(Collection entries)
● ● ●
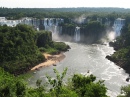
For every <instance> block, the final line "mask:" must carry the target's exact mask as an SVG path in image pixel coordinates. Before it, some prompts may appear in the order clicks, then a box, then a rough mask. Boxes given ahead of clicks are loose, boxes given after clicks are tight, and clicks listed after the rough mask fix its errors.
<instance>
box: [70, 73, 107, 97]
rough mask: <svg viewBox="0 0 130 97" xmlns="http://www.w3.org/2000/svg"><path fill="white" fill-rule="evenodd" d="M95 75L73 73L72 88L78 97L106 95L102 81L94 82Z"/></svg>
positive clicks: (102, 82) (98, 96) (87, 96)
mask: <svg viewBox="0 0 130 97" xmlns="http://www.w3.org/2000/svg"><path fill="white" fill-rule="evenodd" d="M95 80H96V77H95V76H93V75H90V76H84V75H81V74H80V75H79V74H75V75H74V76H73V77H72V86H73V90H74V91H76V93H77V94H78V95H79V97H108V96H107V95H106V92H107V88H106V87H105V85H104V84H103V81H98V82H94V81H95Z"/></svg>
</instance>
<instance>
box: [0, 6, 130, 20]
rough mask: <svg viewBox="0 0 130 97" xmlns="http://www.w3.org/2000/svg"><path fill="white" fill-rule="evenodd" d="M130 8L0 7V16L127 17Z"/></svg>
mask: <svg viewBox="0 0 130 97" xmlns="http://www.w3.org/2000/svg"><path fill="white" fill-rule="evenodd" d="M129 13H130V9H124V8H3V7H1V8H0V17H7V18H8V19H20V18H22V17H34V18H46V17H47V18H76V17H80V16H81V15H84V17H90V16H91V17H102V18H110V19H111V18H114V19H115V18H118V17H121V18H127V17H128V18H129V17H130V14H129Z"/></svg>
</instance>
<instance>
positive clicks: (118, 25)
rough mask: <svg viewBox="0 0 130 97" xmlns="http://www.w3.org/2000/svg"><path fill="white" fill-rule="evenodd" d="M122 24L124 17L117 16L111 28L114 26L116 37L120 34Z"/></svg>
mask: <svg viewBox="0 0 130 97" xmlns="http://www.w3.org/2000/svg"><path fill="white" fill-rule="evenodd" d="M124 25H125V19H121V18H118V19H116V20H115V22H114V26H113V28H114V31H115V35H116V37H117V36H120V34H121V29H122V27H123V26H124Z"/></svg>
● ● ●
**Required work**
Rename "rough mask" to "coarse mask" in the data, from the start through the line containing "positive clicks: (102, 82) (98, 96) (87, 96)", keeping everything else the same. Leave the pictures out of your answer.

**Reply**
For every <instance> block, the final line "mask:" must carry the target's exact mask as an SVG path in image pixel coordinates. Before it, some prompts may appear in the order clicks, then a box, then a coarse mask. Boxes given ahead of clicks are loose, boxes given after clicks are tight, and clicks listed after the coarse mask fix its errors.
<instance>
box: [70, 73, 107, 97]
coarse mask: <svg viewBox="0 0 130 97" xmlns="http://www.w3.org/2000/svg"><path fill="white" fill-rule="evenodd" d="M95 75L73 73L72 88L78 97L106 95L102 81L94 82Z"/></svg>
positive clicks: (102, 82) (98, 96) (87, 96)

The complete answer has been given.